Entries for bounding box labeling

# # # # # # #

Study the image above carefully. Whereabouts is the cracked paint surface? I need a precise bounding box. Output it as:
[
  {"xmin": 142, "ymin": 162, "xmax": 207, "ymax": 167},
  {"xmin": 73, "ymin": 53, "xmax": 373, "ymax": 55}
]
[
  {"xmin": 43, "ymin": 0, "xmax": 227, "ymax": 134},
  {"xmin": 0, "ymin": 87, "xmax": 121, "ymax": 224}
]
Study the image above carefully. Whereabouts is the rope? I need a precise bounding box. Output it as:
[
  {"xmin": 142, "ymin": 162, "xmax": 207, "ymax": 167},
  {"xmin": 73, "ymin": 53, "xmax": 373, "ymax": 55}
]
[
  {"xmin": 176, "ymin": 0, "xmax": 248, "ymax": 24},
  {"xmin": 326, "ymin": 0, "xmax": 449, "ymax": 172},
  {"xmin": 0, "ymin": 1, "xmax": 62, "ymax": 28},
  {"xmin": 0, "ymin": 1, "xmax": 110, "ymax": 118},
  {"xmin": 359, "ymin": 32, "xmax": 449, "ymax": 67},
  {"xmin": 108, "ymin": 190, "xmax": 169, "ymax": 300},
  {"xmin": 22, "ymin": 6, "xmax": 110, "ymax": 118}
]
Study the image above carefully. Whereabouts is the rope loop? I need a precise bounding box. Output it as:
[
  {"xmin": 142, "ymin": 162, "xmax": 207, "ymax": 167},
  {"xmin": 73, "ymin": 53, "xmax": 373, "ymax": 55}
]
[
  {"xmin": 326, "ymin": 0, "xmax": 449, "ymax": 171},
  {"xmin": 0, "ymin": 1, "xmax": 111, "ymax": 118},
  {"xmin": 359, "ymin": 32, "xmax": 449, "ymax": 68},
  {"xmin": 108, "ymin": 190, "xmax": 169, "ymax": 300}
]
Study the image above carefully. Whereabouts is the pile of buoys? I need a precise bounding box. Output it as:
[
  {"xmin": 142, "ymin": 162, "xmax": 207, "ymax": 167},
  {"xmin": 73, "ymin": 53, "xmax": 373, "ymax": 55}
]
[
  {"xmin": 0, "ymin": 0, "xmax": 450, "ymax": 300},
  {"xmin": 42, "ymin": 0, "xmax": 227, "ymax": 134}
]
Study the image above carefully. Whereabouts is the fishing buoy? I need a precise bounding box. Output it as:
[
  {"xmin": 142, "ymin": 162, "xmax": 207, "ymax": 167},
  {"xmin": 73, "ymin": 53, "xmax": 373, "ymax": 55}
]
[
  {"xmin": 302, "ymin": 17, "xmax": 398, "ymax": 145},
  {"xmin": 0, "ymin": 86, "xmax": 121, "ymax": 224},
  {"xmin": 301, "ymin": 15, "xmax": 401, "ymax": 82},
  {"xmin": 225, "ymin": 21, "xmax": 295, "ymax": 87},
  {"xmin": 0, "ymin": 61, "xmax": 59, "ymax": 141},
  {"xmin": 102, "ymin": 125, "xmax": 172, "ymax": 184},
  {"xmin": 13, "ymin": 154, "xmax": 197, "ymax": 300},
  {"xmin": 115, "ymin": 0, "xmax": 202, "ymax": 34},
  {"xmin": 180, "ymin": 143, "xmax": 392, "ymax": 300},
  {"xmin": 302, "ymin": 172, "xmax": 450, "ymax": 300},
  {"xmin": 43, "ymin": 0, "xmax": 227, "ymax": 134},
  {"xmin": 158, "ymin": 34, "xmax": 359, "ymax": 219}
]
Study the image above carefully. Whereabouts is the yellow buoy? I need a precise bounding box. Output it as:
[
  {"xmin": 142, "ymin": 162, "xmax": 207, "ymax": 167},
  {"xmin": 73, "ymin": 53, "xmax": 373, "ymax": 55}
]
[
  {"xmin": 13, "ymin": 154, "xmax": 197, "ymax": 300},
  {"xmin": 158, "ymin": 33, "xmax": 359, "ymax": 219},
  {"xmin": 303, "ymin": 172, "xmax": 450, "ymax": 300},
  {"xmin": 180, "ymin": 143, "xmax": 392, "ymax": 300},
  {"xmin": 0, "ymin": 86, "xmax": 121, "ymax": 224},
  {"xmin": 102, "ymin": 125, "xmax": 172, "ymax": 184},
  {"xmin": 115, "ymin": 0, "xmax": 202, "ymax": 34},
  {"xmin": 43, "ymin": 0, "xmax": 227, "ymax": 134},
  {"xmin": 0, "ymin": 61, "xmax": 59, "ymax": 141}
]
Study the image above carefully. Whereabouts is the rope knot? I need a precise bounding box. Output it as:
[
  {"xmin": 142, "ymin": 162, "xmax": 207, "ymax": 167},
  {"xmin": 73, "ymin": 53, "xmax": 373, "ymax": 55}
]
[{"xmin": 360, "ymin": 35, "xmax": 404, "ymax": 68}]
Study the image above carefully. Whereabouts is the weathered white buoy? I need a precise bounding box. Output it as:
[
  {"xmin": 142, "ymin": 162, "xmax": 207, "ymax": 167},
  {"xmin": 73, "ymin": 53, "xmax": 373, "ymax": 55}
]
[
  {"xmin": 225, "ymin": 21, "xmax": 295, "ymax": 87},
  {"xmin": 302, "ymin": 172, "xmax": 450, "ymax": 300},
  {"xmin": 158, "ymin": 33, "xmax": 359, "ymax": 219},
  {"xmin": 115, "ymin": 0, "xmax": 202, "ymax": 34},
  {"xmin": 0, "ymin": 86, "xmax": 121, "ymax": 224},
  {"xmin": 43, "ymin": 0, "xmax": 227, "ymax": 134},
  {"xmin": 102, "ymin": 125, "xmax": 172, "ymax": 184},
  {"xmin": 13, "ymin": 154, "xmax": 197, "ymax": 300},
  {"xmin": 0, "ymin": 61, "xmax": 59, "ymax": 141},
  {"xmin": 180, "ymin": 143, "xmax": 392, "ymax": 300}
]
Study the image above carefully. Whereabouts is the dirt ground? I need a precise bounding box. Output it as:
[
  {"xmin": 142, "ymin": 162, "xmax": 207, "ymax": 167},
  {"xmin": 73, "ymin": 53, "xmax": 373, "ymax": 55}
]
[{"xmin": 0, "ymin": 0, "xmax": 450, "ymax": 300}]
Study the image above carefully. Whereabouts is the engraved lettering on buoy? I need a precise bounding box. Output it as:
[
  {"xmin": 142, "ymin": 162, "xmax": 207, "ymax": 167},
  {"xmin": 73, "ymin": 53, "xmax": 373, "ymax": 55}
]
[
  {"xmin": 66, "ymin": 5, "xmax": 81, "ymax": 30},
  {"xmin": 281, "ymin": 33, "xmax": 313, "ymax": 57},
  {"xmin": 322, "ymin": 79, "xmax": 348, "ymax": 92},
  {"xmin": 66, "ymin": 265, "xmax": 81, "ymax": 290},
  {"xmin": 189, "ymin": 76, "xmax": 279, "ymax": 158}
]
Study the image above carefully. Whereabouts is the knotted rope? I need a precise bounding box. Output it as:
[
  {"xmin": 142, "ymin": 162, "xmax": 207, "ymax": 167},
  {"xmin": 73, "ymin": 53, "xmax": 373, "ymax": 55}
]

# # # # # # #

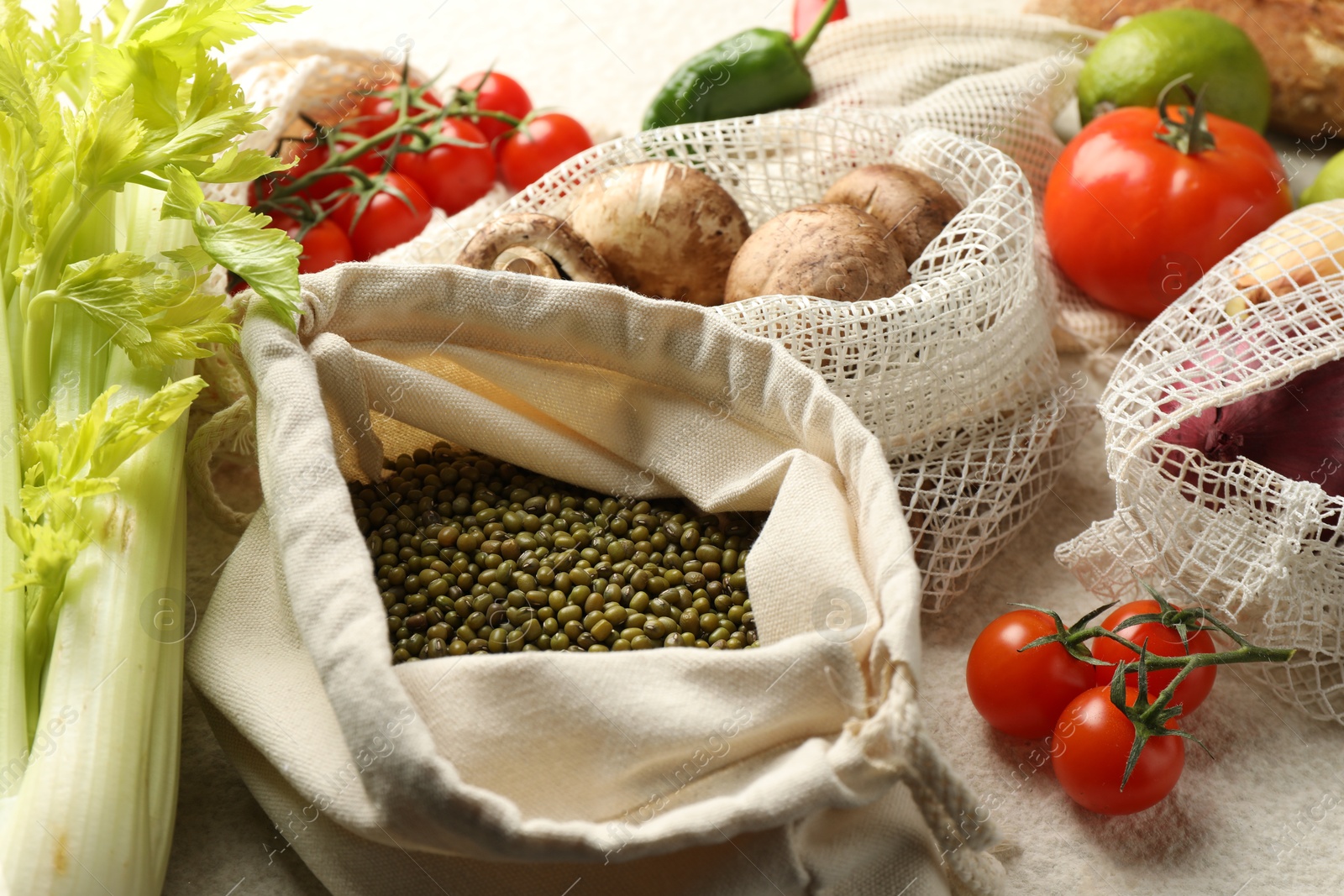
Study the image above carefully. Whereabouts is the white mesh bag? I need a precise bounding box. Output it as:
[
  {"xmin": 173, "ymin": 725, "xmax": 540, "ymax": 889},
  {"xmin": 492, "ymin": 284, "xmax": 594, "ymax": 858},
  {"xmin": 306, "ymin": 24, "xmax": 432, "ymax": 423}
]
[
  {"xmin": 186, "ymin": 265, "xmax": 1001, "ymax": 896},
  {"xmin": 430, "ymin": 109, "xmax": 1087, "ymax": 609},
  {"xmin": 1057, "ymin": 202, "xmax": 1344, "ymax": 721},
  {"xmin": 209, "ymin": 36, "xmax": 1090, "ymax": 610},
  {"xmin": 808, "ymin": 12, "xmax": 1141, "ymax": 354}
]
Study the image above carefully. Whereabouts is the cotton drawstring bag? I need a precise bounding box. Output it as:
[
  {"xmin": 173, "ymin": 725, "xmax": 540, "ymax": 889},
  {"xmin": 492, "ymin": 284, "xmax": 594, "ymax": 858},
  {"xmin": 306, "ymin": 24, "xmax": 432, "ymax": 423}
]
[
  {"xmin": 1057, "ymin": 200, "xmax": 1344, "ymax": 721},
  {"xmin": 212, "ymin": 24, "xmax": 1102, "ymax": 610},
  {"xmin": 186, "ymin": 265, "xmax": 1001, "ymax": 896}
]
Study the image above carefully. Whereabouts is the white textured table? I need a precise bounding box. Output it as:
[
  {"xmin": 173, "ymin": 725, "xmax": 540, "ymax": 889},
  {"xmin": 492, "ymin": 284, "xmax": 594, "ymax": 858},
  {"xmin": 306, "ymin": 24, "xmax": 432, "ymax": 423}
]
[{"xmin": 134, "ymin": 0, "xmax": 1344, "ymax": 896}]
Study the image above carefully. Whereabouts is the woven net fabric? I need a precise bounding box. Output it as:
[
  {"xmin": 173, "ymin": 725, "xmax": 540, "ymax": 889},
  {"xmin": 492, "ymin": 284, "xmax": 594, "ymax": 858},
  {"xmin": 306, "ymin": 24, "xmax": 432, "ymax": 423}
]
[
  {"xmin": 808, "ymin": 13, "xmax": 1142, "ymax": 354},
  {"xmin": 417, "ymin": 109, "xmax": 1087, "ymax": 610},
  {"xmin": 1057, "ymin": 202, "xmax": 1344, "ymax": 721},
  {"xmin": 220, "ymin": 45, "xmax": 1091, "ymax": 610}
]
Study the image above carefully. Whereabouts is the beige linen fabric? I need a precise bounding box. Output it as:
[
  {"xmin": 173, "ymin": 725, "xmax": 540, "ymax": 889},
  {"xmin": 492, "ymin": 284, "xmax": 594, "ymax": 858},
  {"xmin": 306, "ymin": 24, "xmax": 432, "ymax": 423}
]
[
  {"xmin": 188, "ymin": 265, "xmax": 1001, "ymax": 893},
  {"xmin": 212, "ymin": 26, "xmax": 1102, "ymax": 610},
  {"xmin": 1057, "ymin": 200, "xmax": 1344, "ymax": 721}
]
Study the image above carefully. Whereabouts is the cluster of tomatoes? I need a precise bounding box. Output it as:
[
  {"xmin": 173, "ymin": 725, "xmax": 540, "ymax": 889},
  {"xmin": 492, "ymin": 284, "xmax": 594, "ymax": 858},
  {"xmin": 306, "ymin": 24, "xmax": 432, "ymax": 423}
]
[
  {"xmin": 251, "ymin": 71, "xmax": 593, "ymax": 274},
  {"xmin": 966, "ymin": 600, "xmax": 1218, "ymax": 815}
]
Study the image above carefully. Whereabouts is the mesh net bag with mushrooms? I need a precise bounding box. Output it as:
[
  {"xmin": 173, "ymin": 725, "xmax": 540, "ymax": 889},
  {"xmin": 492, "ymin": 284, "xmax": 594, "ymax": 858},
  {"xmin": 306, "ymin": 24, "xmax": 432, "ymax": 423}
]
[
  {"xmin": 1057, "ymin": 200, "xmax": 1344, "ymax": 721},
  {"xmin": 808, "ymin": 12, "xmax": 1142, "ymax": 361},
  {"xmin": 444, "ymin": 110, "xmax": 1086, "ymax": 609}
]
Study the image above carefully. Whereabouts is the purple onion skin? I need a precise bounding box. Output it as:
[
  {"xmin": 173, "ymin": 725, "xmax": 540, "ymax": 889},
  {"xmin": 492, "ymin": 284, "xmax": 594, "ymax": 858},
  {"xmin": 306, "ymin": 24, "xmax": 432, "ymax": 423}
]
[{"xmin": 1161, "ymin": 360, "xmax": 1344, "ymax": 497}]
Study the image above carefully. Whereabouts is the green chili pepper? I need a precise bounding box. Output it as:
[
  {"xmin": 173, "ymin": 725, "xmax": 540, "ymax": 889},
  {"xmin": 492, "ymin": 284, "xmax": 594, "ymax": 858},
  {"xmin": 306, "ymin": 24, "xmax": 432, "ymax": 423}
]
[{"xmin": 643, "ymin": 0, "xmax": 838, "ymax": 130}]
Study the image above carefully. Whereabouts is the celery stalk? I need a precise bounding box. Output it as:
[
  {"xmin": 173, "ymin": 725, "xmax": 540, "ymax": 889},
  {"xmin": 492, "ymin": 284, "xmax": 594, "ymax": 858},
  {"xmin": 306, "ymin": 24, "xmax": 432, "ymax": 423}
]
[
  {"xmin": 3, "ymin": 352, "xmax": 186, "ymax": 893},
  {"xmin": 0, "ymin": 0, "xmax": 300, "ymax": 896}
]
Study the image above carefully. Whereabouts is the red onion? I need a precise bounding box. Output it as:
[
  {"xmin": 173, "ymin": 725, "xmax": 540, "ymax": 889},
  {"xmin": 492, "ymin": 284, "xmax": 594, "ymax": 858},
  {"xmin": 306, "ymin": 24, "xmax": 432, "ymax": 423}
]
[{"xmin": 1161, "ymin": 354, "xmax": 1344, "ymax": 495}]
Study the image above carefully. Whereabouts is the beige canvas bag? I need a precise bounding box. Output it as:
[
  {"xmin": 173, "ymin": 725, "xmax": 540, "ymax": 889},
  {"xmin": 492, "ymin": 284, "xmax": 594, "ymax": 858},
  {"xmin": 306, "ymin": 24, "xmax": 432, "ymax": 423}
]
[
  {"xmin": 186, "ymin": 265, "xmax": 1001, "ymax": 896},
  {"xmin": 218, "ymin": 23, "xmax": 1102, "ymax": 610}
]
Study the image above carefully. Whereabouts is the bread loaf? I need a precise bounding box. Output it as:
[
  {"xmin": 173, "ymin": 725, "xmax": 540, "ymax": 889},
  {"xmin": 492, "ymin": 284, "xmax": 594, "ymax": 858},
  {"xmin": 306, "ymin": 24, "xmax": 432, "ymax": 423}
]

# # # # # # #

Stated goal: Find every line in the rows above that contains the word "onion", and copy each of those lines.

Right answer:
Study the image above carefully. Whereabouts is the purple onion skin? I need a precise bounding box. Output it as:
Study the image above carefully. Whereabouts is the red onion? I need a precise bounding box. Output it as:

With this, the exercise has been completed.